**Explore the material**
A. In one to three sentences, explain what the rectal and vaginal swabs were checked for in the mouse infection figure legend, and how the results were shown.
B. Extend the mouse infection figure legend by picking up right after its last line.

**Text under study**
....

The same two groups of mice as described in Fig 1 legend and an additional group of CBA/J (n = 5) infected intravaginally (i.vag.) with the same amount of luciferase-expressing C. muridarum were monitored for live chlamydial organism shedding in their rectal (panels a, c & e) and vaginal (b, d & f) swabs on different days after infection as indicated along the X-axis at the bottom of the figure. The results were expressed as Log10 IFUs displayed along the Y-axis. Note that no significant live organisms were detected in the vaginal swabs of mice infected in the GI tract throughout the experiments.

Fig 4. Monitoring C. muridarum infection in both the GI and genital tracts following an intrarectal inoculation with 1 x 10⁷ IFUs.

....

**Supplied information**
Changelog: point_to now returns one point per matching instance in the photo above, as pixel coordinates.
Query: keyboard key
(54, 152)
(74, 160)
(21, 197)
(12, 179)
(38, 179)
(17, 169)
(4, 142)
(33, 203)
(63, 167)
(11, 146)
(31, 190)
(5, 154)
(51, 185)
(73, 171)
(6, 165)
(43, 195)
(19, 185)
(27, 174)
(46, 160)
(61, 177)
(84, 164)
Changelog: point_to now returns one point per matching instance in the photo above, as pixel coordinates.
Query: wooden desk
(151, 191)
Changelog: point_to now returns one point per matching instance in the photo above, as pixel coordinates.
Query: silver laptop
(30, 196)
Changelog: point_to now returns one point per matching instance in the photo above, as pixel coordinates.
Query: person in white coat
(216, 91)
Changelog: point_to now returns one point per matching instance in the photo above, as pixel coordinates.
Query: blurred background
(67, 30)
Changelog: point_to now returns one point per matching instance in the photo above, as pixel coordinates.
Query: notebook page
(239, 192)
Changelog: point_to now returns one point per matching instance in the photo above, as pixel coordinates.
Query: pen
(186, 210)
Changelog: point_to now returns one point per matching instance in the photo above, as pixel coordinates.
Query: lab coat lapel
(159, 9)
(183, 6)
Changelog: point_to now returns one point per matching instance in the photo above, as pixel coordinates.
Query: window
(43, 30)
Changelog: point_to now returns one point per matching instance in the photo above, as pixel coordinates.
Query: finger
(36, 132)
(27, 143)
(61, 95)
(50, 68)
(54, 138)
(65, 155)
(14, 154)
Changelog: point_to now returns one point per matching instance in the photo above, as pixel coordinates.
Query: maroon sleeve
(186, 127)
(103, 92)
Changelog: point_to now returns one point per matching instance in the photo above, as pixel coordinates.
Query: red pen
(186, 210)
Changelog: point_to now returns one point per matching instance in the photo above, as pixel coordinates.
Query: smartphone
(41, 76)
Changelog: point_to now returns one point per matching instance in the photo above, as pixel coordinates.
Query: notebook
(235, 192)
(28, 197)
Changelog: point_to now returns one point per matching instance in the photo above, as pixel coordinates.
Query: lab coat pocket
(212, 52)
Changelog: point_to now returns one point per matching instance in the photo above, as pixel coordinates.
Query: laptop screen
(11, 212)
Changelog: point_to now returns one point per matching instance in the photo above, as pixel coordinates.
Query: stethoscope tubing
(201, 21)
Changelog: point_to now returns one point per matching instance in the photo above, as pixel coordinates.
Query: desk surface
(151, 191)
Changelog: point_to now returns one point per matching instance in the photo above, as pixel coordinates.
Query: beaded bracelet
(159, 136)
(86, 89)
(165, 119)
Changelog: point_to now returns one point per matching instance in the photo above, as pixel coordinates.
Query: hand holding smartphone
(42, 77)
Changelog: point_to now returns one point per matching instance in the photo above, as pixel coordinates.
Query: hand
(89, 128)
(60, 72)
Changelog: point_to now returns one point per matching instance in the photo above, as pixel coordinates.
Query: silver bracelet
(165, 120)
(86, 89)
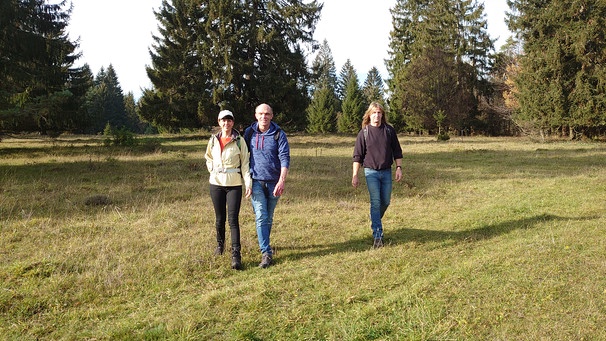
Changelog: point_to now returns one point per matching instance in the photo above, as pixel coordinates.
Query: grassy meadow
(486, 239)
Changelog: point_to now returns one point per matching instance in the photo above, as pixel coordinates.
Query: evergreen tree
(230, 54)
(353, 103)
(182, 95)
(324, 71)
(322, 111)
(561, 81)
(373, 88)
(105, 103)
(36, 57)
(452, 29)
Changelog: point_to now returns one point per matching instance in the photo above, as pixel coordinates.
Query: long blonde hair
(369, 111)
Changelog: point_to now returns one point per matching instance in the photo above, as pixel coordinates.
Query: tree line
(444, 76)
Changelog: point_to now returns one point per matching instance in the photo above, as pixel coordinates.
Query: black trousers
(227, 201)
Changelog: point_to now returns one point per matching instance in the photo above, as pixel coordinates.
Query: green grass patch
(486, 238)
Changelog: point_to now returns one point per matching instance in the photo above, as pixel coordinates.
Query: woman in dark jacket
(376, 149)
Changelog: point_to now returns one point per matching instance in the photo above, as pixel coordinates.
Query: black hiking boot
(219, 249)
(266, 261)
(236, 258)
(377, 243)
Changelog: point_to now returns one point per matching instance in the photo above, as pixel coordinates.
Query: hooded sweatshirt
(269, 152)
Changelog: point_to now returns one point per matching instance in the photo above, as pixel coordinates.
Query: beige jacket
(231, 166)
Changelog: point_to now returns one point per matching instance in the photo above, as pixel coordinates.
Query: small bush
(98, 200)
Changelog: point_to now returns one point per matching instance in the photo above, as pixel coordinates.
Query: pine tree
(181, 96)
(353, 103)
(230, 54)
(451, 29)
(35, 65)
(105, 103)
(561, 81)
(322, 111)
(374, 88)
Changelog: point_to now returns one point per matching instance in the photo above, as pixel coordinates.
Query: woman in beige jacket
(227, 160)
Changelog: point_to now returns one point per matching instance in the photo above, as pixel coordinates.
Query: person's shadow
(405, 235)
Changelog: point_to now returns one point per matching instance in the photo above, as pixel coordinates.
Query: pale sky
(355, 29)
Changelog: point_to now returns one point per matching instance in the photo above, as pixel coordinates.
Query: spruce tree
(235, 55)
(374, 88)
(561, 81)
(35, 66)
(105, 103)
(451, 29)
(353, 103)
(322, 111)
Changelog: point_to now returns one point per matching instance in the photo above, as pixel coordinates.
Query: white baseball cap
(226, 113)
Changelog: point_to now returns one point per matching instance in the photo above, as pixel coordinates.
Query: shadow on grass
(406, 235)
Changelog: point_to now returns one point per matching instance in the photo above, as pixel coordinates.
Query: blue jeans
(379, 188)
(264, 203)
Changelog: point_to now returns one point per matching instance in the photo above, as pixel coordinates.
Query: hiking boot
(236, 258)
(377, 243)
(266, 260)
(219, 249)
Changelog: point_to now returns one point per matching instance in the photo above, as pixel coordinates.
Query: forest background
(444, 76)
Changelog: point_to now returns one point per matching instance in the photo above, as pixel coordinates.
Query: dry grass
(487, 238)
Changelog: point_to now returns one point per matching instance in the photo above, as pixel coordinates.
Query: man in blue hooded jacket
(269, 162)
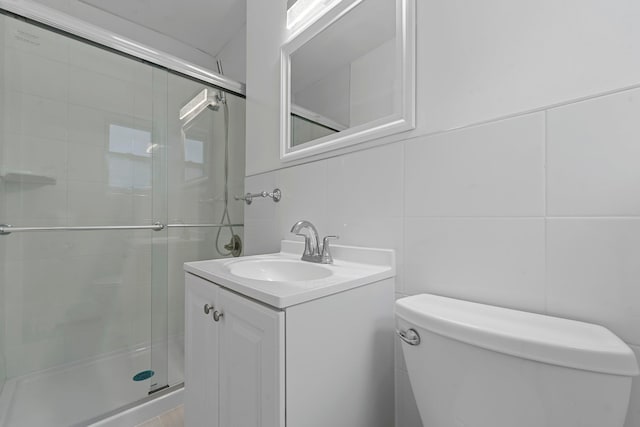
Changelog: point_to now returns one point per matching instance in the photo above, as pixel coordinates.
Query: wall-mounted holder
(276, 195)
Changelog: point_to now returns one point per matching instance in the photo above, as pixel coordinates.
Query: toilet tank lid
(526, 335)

....

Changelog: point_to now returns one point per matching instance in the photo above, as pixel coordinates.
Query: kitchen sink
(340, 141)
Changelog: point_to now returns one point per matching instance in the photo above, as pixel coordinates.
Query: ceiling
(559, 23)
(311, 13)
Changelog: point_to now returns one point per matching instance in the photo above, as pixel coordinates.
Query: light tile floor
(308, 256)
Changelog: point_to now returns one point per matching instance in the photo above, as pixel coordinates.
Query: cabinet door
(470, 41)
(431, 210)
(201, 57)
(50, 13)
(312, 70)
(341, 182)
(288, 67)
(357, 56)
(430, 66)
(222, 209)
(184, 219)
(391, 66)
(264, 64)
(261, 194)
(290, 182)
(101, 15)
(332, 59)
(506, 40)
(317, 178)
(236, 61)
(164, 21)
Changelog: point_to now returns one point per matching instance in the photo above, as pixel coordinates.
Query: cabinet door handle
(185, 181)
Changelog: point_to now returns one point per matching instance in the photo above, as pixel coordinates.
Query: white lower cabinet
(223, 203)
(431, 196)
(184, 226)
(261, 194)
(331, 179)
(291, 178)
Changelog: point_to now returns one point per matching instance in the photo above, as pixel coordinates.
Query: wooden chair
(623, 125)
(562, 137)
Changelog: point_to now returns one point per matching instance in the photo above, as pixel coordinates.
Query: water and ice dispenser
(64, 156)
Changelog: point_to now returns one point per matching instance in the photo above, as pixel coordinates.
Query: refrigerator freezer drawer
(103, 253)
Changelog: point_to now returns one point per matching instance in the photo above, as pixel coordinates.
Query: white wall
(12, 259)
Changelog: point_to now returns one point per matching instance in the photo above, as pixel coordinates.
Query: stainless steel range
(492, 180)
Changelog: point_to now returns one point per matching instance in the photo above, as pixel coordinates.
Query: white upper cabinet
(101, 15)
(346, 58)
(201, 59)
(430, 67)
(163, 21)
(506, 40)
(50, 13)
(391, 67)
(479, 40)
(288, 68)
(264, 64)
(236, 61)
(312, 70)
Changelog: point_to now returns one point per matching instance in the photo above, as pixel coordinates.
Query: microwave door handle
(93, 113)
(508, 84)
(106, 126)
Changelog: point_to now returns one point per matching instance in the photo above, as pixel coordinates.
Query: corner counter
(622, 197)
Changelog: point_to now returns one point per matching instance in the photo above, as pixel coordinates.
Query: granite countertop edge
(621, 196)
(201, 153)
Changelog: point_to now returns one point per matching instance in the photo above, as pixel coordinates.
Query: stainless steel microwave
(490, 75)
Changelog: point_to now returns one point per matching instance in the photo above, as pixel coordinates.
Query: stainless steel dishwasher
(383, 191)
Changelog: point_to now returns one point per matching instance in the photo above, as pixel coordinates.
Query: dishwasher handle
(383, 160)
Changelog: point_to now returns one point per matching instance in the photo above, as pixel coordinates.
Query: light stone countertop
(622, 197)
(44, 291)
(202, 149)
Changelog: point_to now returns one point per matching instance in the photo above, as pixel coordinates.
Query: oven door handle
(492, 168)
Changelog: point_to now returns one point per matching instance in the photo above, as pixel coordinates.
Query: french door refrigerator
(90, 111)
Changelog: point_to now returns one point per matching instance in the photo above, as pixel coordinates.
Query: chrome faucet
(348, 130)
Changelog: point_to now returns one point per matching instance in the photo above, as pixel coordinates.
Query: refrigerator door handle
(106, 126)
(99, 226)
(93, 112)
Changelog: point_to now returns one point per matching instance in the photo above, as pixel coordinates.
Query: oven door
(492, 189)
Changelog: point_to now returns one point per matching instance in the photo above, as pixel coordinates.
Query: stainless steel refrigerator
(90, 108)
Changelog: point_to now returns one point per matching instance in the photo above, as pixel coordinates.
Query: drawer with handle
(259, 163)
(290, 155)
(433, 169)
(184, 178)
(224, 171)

....

**Results by task**
A. The rectal and vaginal swabs were checked for shedding of live chlamydial organisms on different days after infection. The results were shown as Log10 IFUs along the Y-axis, with the days after infection along the X-axis.

B.
CBA/J mice were intrarectally (n = 4) inoculated with 1 x 10⁷ IFUs of luciferase-expressing C. muridarum. (A) On different days after the inoculations as indicated on top of the figure, a whole body in vivo imaging was used to detect the luciferase-generated bioluminescence signals as displayed in red/green/blue colors (in the order of decreasing intensity). Images taken from one of the mice in each group were shown. (B) At the same time, these mice were monitored for live chlamydial organism shedding in their rectal (panel a) and vaginal (b) swabs on different days after infection as indicated along the X-axis at the bottom of the figure. The results were expressed as Log10 IFUs displayed along the Y-axis. Note that no significant live organisms were detected in the vaginal swabs throughout the experiment.

Fig 5. Evaluating the gross pathology in the genital tracts of CBA/j mice infected with C. muridarum.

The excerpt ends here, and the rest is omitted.